Written exercise: Can you rewrite all of the material below, requests included, and shift every coordinate in the answers by adding 98 to each number?
<<<<
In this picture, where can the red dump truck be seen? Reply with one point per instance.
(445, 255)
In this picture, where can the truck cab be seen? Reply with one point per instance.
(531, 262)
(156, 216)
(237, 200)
>>>>
Written answer:
In this picture, where can the red dump truck be seen? Reply with one point per instance.
(543, 353)
In this picture, where can the truck cab be seen? Reply with one point per instance.
(629, 360)
(254, 314)
(335, 298)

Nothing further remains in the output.